[TASKS TO CARRY OUT]
1. Condense the paragraph of the profile of Elaine beginning "In November 1942, she followed her sister" into a single sentence that keeps its main facts.
2. Write a continuation of the profile of Elaine, picking up after its final sentence.

She graduated high school in 1932, at the height of the Great Depression. With no money for college, Elaine found employment sewing tongues onto the vamps of shoes for 10 cents a vamp.
“Sometimes I could make a dollar, a couple bucks … I got pretty fast at it,” Elaine said.
Eventually, Elaine was able to attend one year of college before returning home to take care of her ailing parents. Then, came Dec. 7, 1941.
Elaine’s boyfriend at the time, an officer in the military who later would become her husband, survived the Pearl Harbor attack. Elaine said everyone stepped up to do something.
In November 1942, she followed her sister into the Women’s Army Corps. She joined as a stenographer, then went on to serve as a personnel administrator specialist and aircraft dispatcher at Kirtland Air Force Base in Albuquerque, New Mexico. She served until the end of the war.
Elaine, a widow who never had children, is a self-described “people person” who devoted her life to volunteering and making relationships in the community.
“I like to be around people and I like being active. I’ve never really stopped,” she said. “I’ve belonged to the American Legion for around 40 years and I’ve been very active at the St. Louis Veterans Home. I’d say that probably the most important thing I’ve done is volunteer.”
She never considered herself a hero – that is, until January, when she was presented with a once-in-a-lifetime gift.
“It is with great pride and admiration that we present this quilt to you … every stitch, every seam, each piece cut and sewn together – all made with love and gratitude for what you have done,” a letter to Elaine from Piecemakers Heritage Quilters read.

[DATASET EXCERPT]

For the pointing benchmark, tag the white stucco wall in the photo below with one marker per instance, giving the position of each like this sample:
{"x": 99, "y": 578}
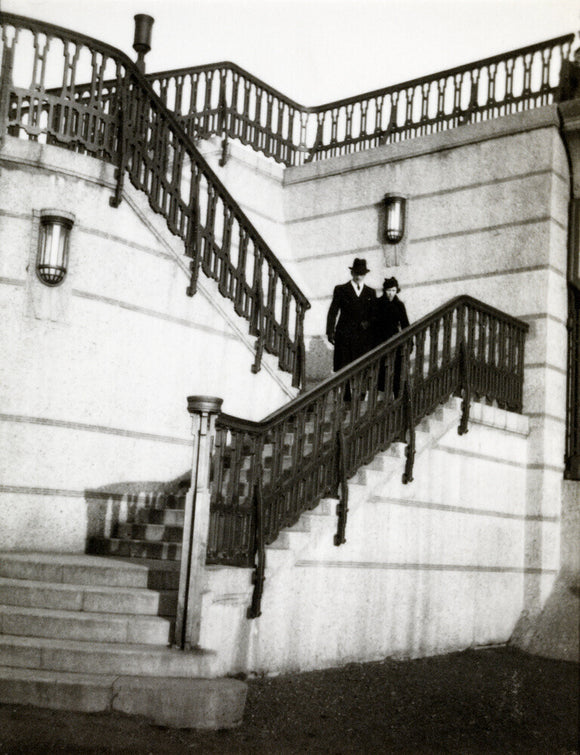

[ANSWERS TO THE PROBLEMS]
1. In November 1942, Elaine followed her sister into the Women's Army Corps, serving until the war ended as a stenographer and then as a personnel administrator specialist and aircraft dispatcher at Kirtland Air Force Base in Albuquerque, New Mexico.

2.
Linda Kuennen, of Piecemakers Heritage Quilters, a branch of the national Quilts of Valor Foundation, caught wind of Elaine’s story through a mutual friend. “I thought, ‘Wow, she has got to be the oldest living WAC. We have to do something special for her and her service. What an honor it is to still have her around.’”
Kuennen shared Elaine’s story with her fellow quilters, who decided Elaine would be the recipient of their next Quilt of Valor.
“[Linda] called me and said, ‘We are going to present you with a quilt. A quilt for heroes.’ I was just overwhelmed and humbled,” Elaine said. “I knew about the Quilts of Valor but I’ve never been approached. It’s quite an organization and the quilt is gorgeous. It’s a museum-type quilt.”
Quilts of Valor are presented as a symbol of comfort and peace to select veterans across the country who have been touched by the effects of war. They include personalized details down to each stitch, with a beautiful patch detailing the recipient’s information and history.
Receiving the quilt has helped Elaine reconnect with people from the past.
“I had three men come to the door and they said, ‘Elaine, do you remember us?’ They were longtime friends of mine as a young kid.”